What the task requires
Count the lines below that contain the string "bottom", matching case exactly. Reply with the number alone.

[start Supplied material]

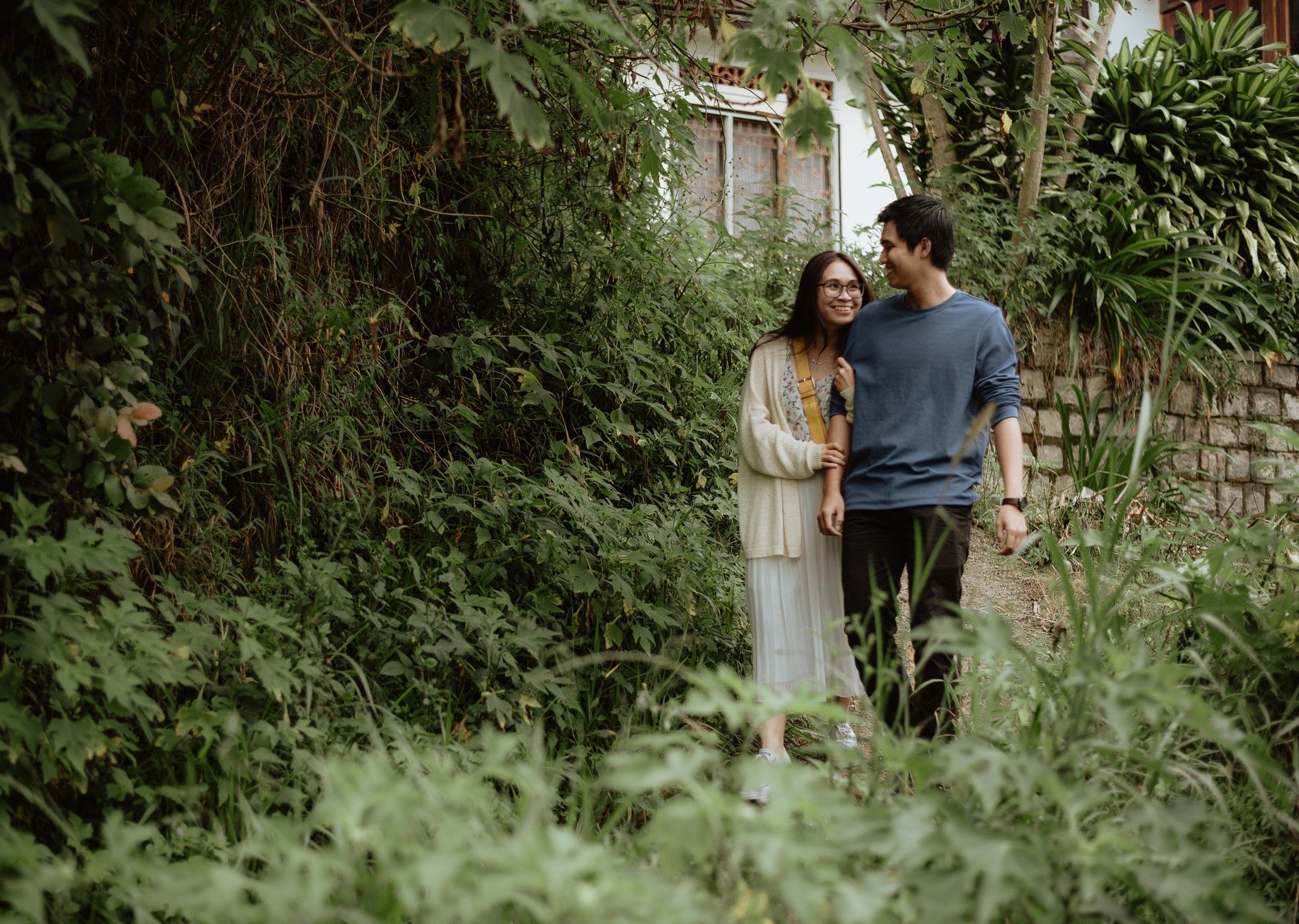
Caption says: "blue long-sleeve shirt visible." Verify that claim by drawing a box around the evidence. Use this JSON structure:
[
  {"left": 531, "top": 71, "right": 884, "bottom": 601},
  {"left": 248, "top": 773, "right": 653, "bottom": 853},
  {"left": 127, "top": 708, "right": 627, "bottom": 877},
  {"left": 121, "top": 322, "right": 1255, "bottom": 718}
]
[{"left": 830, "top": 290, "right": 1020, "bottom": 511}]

[end Supplied material]
[start Supplied material]

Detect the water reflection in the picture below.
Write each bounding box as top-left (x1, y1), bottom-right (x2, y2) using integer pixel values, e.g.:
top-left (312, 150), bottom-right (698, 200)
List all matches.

[end Supplied material]

Task result
7